• Problem description: Every line of the records that holds the word "ceiling" should be copied out.

Dataset items:

---------------

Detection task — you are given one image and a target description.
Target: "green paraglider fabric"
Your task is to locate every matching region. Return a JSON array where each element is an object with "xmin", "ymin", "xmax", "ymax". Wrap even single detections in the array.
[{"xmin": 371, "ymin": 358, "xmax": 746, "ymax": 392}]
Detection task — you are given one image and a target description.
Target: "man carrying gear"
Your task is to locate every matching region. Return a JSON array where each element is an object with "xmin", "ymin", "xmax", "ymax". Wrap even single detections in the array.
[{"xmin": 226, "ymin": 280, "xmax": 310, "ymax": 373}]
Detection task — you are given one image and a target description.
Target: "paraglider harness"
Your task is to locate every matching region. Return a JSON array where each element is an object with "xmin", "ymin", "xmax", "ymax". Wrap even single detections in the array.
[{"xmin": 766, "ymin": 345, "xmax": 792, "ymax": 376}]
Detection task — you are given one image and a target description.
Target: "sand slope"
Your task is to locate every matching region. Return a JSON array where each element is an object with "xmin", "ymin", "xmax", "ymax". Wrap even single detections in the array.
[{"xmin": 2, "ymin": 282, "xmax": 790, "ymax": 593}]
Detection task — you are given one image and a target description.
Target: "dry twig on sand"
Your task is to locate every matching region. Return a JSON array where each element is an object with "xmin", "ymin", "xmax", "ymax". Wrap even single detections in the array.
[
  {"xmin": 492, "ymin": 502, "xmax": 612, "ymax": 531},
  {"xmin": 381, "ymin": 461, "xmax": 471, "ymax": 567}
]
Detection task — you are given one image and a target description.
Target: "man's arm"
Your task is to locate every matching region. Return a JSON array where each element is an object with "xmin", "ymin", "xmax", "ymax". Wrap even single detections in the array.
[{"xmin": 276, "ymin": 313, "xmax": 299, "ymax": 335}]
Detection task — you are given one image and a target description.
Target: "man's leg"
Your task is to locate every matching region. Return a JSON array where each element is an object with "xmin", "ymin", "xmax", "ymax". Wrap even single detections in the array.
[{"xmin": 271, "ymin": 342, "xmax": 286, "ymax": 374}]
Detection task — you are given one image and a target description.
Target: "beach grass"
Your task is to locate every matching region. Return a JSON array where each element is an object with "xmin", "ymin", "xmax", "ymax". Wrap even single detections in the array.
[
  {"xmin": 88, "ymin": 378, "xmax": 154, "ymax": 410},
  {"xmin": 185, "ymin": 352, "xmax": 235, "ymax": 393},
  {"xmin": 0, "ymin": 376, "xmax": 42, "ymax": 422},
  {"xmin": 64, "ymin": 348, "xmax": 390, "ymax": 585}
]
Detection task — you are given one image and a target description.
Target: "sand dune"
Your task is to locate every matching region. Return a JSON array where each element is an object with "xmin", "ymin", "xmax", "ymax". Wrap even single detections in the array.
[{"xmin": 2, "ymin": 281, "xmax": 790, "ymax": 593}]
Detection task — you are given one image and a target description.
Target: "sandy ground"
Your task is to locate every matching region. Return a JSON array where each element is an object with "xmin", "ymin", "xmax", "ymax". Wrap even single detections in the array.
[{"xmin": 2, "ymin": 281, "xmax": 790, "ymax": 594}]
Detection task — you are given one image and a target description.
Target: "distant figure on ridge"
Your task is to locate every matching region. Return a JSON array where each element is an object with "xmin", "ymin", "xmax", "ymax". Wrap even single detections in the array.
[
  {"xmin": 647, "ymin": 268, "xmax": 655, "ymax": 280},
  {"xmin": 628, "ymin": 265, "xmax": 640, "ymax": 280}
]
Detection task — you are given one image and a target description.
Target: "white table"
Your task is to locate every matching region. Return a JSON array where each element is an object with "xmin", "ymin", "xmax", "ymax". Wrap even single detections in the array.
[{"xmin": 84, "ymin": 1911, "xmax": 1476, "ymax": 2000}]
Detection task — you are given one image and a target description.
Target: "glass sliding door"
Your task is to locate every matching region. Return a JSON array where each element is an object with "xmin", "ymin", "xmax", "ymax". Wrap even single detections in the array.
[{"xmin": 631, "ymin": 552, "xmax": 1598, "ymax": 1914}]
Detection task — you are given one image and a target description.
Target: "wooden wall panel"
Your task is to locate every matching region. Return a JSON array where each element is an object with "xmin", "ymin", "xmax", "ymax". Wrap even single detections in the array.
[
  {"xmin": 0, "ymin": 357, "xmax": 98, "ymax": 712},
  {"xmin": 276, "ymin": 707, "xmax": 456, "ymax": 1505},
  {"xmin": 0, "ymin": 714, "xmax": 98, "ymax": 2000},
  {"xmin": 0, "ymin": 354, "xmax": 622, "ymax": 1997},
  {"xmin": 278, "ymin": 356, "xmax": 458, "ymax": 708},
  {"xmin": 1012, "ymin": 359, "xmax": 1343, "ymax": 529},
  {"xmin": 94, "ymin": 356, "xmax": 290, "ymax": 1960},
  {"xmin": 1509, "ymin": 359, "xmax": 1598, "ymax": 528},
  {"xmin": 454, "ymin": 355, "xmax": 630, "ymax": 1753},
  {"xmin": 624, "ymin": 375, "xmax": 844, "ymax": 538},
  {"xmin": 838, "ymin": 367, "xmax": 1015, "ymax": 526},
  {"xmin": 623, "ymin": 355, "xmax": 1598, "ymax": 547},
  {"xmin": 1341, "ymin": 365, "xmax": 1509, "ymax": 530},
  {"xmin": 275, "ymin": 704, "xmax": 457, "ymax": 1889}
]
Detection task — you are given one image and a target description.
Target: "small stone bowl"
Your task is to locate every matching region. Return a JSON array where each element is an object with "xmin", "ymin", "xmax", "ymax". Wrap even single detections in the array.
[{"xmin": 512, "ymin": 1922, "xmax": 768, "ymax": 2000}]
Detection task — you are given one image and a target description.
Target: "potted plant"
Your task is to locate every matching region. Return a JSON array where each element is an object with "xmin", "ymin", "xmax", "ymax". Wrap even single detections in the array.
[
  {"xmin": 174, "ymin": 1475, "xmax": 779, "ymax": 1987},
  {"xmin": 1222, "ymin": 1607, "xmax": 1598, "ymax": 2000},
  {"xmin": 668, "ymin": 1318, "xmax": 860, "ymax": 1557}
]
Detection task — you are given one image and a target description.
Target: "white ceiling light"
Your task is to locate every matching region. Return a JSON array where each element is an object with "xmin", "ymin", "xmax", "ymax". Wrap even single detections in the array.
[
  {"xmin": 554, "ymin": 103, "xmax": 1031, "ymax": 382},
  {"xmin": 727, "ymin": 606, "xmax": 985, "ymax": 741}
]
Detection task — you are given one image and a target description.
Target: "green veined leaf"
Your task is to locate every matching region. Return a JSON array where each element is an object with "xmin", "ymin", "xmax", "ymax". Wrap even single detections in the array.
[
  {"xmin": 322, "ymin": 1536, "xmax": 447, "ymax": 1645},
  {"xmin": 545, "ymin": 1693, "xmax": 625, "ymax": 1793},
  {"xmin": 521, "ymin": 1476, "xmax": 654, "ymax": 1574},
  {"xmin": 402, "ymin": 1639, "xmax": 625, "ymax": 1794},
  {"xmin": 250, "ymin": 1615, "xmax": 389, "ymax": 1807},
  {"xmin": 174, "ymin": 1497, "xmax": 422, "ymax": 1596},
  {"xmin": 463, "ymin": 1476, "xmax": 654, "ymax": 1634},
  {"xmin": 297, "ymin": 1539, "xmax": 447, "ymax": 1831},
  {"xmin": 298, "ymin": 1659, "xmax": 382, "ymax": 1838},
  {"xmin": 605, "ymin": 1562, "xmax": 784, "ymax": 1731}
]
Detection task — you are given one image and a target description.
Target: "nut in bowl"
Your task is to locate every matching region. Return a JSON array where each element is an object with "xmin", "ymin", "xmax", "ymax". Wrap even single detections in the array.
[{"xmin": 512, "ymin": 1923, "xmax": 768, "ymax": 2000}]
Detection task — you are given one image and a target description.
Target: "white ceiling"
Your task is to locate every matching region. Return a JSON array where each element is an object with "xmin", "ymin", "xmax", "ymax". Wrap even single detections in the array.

---------------

• Answer for this exercise:
Target: "white ceiling light"
Target: "white ceiling"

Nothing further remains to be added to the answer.